What the task asks. The response must consist of the lines below from the one with "Objective: detect in-focus" through the one with "Objective: detect blurred blue flower nearest", exactly as they appear and with both ends kept.

Material supplied.
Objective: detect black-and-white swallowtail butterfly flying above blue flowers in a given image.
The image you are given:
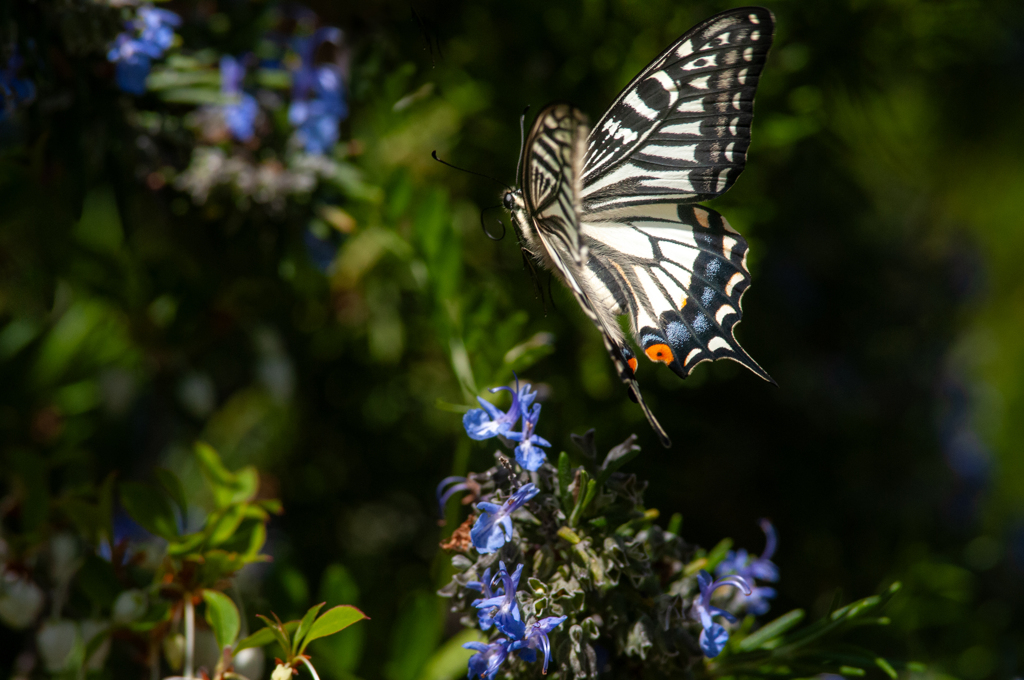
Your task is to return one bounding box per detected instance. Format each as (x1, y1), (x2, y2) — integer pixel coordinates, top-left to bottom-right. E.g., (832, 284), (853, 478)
(503, 7), (775, 448)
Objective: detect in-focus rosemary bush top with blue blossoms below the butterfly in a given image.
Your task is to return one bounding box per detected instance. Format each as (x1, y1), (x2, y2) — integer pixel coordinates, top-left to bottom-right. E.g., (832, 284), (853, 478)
(437, 380), (806, 680)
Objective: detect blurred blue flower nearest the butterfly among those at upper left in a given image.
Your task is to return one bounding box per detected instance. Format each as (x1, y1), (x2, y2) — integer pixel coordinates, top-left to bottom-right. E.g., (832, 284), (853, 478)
(288, 27), (348, 155)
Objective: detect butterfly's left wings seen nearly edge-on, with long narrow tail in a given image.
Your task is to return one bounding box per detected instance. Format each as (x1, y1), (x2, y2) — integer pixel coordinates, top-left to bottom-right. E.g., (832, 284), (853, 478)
(521, 103), (672, 447)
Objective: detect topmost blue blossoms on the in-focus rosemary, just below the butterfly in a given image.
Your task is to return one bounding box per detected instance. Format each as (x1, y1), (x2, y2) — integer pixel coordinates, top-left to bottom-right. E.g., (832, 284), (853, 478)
(462, 379), (551, 472)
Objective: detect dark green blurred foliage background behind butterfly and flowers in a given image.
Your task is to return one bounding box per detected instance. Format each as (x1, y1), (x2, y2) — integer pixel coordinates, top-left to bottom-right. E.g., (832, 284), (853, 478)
(0, 0), (1024, 680)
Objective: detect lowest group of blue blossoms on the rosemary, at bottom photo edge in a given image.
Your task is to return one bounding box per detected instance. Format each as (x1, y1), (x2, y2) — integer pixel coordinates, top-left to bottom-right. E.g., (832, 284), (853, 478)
(463, 562), (567, 680)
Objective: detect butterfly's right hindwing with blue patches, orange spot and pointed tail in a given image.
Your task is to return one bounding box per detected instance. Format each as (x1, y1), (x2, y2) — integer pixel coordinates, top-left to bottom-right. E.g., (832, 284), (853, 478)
(581, 203), (774, 382)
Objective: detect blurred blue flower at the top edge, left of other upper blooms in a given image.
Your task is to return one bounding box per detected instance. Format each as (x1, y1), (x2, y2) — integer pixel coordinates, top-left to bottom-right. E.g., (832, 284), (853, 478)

Reply to the exercise.
Objective: detect in-focus rosemary bush top with blue blossoms below the butterfly in a given image.
Your task is to return one bounding box per detected instance. Format each as (x1, y1), (x2, y2) — integer pixel coordinates, top-left to bottom-right. E.g., (832, 284), (853, 478)
(437, 380), (806, 680)
Objective: detect blurred blue flower nearest the butterfly among those at upper left in a given image.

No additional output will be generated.